● **INPUT FOR THIS TASK**
######

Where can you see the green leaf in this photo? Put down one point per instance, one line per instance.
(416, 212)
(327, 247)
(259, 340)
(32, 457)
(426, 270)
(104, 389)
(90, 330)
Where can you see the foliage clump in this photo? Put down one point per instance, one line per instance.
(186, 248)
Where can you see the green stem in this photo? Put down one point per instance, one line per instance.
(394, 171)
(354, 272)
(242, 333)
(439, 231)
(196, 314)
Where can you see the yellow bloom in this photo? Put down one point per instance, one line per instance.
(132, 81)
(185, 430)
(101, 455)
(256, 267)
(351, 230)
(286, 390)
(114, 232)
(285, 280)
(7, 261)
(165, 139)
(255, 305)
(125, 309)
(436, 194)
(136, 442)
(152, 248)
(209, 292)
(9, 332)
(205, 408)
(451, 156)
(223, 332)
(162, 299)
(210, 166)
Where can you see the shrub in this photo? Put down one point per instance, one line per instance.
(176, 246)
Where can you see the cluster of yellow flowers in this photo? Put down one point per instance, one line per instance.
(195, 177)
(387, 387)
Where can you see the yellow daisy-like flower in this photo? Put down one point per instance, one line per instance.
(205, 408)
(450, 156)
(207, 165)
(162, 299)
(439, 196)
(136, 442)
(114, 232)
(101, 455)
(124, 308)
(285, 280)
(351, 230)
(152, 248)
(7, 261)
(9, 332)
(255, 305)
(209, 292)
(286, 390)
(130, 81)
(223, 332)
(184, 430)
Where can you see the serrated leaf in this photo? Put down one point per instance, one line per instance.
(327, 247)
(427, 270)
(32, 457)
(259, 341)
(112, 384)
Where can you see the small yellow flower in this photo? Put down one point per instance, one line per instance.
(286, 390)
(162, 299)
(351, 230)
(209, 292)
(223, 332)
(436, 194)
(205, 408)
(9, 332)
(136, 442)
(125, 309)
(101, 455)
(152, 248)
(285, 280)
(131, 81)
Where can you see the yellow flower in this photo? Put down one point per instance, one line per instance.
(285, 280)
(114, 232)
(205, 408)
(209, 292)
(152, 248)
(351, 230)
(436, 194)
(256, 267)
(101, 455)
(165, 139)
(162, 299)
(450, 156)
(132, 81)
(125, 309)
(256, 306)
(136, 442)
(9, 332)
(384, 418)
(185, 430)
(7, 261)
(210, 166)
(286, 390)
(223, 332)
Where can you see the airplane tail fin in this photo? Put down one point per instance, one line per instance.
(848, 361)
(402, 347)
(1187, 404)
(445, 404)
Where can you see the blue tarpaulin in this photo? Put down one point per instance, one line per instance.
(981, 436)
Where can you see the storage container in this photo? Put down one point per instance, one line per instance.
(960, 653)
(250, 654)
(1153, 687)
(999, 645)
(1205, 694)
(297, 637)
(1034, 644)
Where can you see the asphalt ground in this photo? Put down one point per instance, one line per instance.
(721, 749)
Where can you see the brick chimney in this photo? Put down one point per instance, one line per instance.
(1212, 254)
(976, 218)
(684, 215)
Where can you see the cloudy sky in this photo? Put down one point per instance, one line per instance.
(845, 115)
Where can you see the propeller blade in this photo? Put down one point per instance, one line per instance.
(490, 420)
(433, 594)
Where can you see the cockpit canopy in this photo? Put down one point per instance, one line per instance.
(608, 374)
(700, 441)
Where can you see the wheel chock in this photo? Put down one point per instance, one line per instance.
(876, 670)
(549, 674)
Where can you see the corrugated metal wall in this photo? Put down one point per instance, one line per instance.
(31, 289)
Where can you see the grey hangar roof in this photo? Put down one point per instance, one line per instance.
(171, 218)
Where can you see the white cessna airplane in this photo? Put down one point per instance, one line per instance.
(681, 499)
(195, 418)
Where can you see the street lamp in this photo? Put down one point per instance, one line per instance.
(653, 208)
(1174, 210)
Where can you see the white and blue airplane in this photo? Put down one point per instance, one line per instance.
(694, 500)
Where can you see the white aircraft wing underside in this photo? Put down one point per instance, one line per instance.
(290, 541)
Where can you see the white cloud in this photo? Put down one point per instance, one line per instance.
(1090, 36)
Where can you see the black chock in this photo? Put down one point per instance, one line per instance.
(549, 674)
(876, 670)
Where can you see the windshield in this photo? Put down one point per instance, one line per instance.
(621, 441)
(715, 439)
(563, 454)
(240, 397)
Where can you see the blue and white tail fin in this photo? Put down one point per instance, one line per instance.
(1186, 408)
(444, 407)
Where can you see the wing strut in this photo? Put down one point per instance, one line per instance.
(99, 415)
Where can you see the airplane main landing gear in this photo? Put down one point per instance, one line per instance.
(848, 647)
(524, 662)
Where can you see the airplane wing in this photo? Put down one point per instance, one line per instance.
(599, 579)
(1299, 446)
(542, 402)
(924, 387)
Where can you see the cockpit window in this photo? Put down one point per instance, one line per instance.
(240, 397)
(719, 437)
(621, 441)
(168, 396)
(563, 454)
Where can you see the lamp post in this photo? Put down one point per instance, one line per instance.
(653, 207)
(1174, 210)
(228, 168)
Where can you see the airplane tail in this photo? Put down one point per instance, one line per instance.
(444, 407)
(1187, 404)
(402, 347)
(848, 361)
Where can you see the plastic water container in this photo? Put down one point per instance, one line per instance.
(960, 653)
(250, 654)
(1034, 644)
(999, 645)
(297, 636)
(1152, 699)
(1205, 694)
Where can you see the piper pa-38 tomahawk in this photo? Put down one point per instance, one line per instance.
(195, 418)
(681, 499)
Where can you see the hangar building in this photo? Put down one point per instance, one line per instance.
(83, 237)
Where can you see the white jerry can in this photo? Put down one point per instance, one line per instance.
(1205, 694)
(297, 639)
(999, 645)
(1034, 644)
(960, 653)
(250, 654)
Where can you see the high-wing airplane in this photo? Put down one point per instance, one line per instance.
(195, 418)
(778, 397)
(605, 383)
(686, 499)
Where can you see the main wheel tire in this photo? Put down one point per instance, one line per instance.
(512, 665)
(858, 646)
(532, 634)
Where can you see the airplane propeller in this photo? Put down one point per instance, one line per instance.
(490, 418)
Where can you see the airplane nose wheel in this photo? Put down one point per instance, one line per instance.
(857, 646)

######

● **TO DO**
Please convert all of the rows above into a numbered list, leaving out any blank lines.

● **FINISHED ANSWER**
1. Where can you see the green leaf in this photo? Put down one point per instance, one line per instance.
2. (416, 212)
3. (327, 247)
4. (259, 340)
5. (32, 457)
6. (426, 270)
7. (104, 389)
8. (90, 330)
9. Where can you see the foliage clump in this photo? Put down one point per instance, one line per instance.
10. (186, 248)
11. Where can you see the green stem in this photo? Put down one point per instance, one line per instance.
12. (394, 171)
13. (354, 272)
14. (242, 333)
15. (439, 231)
16. (196, 314)
17. Where can you see the yellow bloom in this photo? Put down one point per instance, one line per instance.
18. (132, 81)
19. (185, 430)
20. (101, 455)
21. (256, 267)
22. (351, 230)
23. (286, 390)
24. (114, 232)
25. (285, 280)
26. (7, 261)
27. (165, 139)
28. (255, 305)
29. (125, 309)
30. (436, 194)
31. (136, 442)
32. (152, 248)
33. (209, 292)
34. (9, 332)
35. (205, 408)
36. (451, 156)
37. (223, 332)
38. (162, 299)
39. (210, 166)
40. Where can you see the shrub in this photo? Put down one point per instance, one line per instance.
41. (176, 246)
42. Where can you see the cluster of yellow flowers in this photo? Put down one point per instance, one line per instance.
43. (195, 177)
44. (387, 387)
45. Where can you see the yellow daisy-like flower in this photo? Put down one point per instance, one line per instance.
46. (205, 408)
47. (450, 156)
48. (207, 165)
49. (162, 299)
50. (439, 196)
51. (136, 442)
52. (114, 232)
53. (101, 455)
54. (124, 308)
55. (285, 280)
56. (351, 230)
57. (152, 248)
58. (7, 261)
59. (9, 332)
60. (255, 305)
61. (209, 292)
62. (286, 390)
63. (130, 81)
64. (223, 332)
65. (184, 430)
66. Where can you see the serrated leaf in this photo? Put down one point per instance, one line per instance.
67. (327, 247)
68. (427, 270)
69. (32, 457)
70. (259, 341)
71. (112, 384)
72. Where can you see the small yellow flower in this photo? Put down one point per instance, one line per instance.
73. (286, 390)
74. (162, 299)
75. (351, 230)
76. (209, 292)
77. (223, 332)
78. (436, 194)
79. (205, 408)
80. (9, 332)
81. (136, 442)
82. (125, 309)
83. (101, 455)
84. (152, 248)
85. (285, 280)
86. (131, 81)
87. Where can you see the yellow flower in this photo? Put down one point per instance, one line per instance.
88. (285, 280)
89. (114, 232)
90. (205, 408)
91. (209, 292)
92. (152, 248)
93. (351, 230)
94. (436, 194)
95. (256, 267)
96. (101, 455)
97. (165, 139)
98. (162, 299)
99. (450, 156)
100. (132, 81)
101. (125, 309)
102. (256, 306)
103. (136, 442)
104. (9, 332)
105. (384, 418)
106. (185, 430)
107. (7, 261)
108. (210, 166)
109. (286, 390)
110. (223, 332)
111. Where can you see the airplane tail fin in this photo? Put down one point per instance, one line per instance.
112. (848, 361)
113. (402, 347)
114. (1187, 404)
115. (445, 404)
116. Where can you see the blue tarpaulin in this photo? Put down one point per instance, one line per instance.
117. (981, 436)
118. Where can you see the storage container in this photo? Put down one point per instance, one line per instance.
119. (960, 653)
120. (250, 654)
121. (1153, 687)
122. (999, 645)
123. (1205, 694)
124. (297, 637)
125. (1034, 644)
126. Where can you see the asphalt ground in this photo? Put down one point per instance, one line per instance.
127. (721, 749)
128. Where can you see the brick chimney in this photo? Put down one point per instance, one line per instance.
129. (1212, 254)
130. (976, 218)
131. (684, 215)
132. Where can you see the cloudy sky in this photo? Put down one point per instance, one line per instance.
133. (845, 115)
134. Where can you see the propeller blade in this photo? Put down one point per instance, one line per instance.
135. (490, 420)
136. (433, 594)
137. Where can you see the cockpit canopy in this photo? Put down one point per instance, one line per instance.
138. (608, 374)
139. (700, 441)
140. Where can you see the wheel chock in this photo? Put down one point per instance, one line per instance.
141. (876, 670)
142. (549, 674)
143. Where can you see the corrugated metal wall in this photo? Put down one point per instance, one line per instance.
144. (31, 289)
145. Where can you see the grey hangar roof in this photo? Put down one point per instance, one line per instance.
146. (171, 218)
147. Where can you see the white cessna airplane in this photo? Put down one point per instance, one line per instance.
148. (681, 499)
149. (195, 418)
150. Where can you see the street lamp in this photo? Put down one point per instance, one line per instance.
151. (653, 208)
152. (1174, 210)
153. Where can you see the white and blue airplane in this photo? Put down one point per instance, one line per instance.
154. (694, 500)
155. Where can you see the white aircraft wing underside in this photo? Put down one point per instance, one line per instance.
156. (290, 541)
157. Where can you see the white cloud in this photo? Put down one point per instance, one line per instance.
158. (1090, 36)
159. Where can you see the black chock in this photo? Put down one point per instance, one line per instance.
160. (549, 674)
161. (876, 670)
162. Where can you see the windshield in this photo? Put down one point per instance, one line per instance.
163. (621, 441)
164. (715, 439)
165. (563, 454)
166. (240, 397)
167. Where can you see the blue and white tail fin in this photo? Put down one point per instance, one line per instance.
168. (1186, 408)
169. (444, 407)
170. Where can you see the wing strut in this photo? Put down one point per instance, one line per instance.
171. (99, 415)
172. Where can you see the airplane main landing gear in this photo? Put down one point per instance, one line per instance.
173. (848, 647)
174. (524, 662)
175. Where can you see the airplane wing in this photo? Put down one point per instance, one line per instance.
176. (599, 579)
177. (1299, 446)
178. (542, 402)
179. (924, 387)
180. Where can you see the cockpit window in this photo? Put down one point per instance, one line per instance.
181. (240, 397)
182. (719, 437)
183. (621, 441)
184. (168, 396)
185. (563, 454)
186. Where can you see the lamp post in this photo? Put down one point per instance, one line per instance.
187. (653, 207)
188. (1174, 210)
189. (228, 168)
190. Where can you see the airplane tail in this photo? Put down one point per instance, one line per instance.
191. (444, 407)
192. (1187, 404)
193. (402, 347)
194. (848, 361)
195. Where can you see the plastic water container in this photo? Put down one point per instance, one line per instance.
196. (960, 653)
197. (250, 654)
198. (1034, 644)
199. (999, 645)
200. (297, 636)
201. (1152, 699)
202. (1205, 694)
203. Where can you see the piper pa-38 tomahawk in this photo? Put down one point per instance, one line per instance.
204. (195, 418)
205. (681, 499)
206. Where can you see the hangar building in this photo? Put down one point per instance, one line per instance.
207. (83, 237)
208. Where can you see the white jerry can in this photo? Put down one point per instance, one line per instance.
209. (1205, 694)
210. (297, 639)
211. (999, 645)
212. (1034, 644)
213. (960, 653)
214. (250, 654)
215. Where can you see the high-wing airplane in this photo? Put down one point per instance, one line per instance.
216. (195, 418)
217. (778, 397)
218. (605, 383)
219. (686, 499)
220. Where can you see the main wheel tire in this photo? Put down one point per instance, one line per instance.
221. (512, 665)
222. (858, 646)
223. (532, 634)
224. Where can you see the airplane propeller in this photo? Put down one point per instance, one line per instance.
225. (490, 418)
226. Where can you see the airplane nose wheel in this photo? Put down one point per instance, one line per instance.
227. (857, 646)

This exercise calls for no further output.